**Working data:**
== Segment start ==

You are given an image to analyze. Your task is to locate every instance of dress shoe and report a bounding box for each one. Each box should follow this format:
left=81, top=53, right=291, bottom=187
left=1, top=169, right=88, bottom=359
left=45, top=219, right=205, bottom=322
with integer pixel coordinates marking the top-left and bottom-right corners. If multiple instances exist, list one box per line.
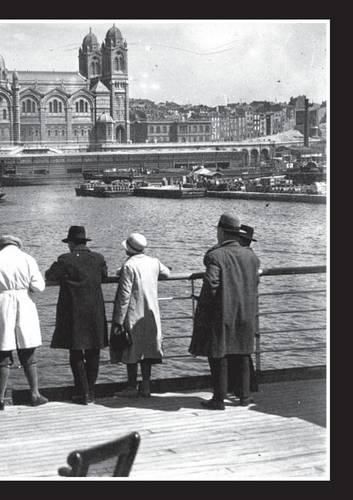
left=139, top=381, right=151, bottom=398
left=72, top=394, right=89, bottom=405
left=239, top=397, right=254, bottom=407
left=31, top=394, right=48, bottom=407
left=200, top=398, right=225, bottom=410
left=0, top=400, right=5, bottom=411
left=114, top=386, right=139, bottom=398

== Segment end ==

**What to work on:** When a picture appears in the material, please pass over it while retyping the rest exactly.

**Response:**
You are given an image to analyze. Your task is to locate every instance of dress shoe and report a bounding box for each one. Each box should follow this format:
left=81, top=53, right=291, bottom=187
left=1, top=169, right=88, bottom=359
left=45, top=219, right=205, bottom=322
with integer pixel coordinates marking the top-left and bottom-right corners. If multiple instances exist, list one box per line.
left=139, top=381, right=151, bottom=398
left=72, top=394, right=89, bottom=405
left=239, top=397, right=254, bottom=407
left=31, top=394, right=48, bottom=407
left=200, top=398, right=225, bottom=410
left=0, top=400, right=5, bottom=411
left=114, top=386, right=139, bottom=398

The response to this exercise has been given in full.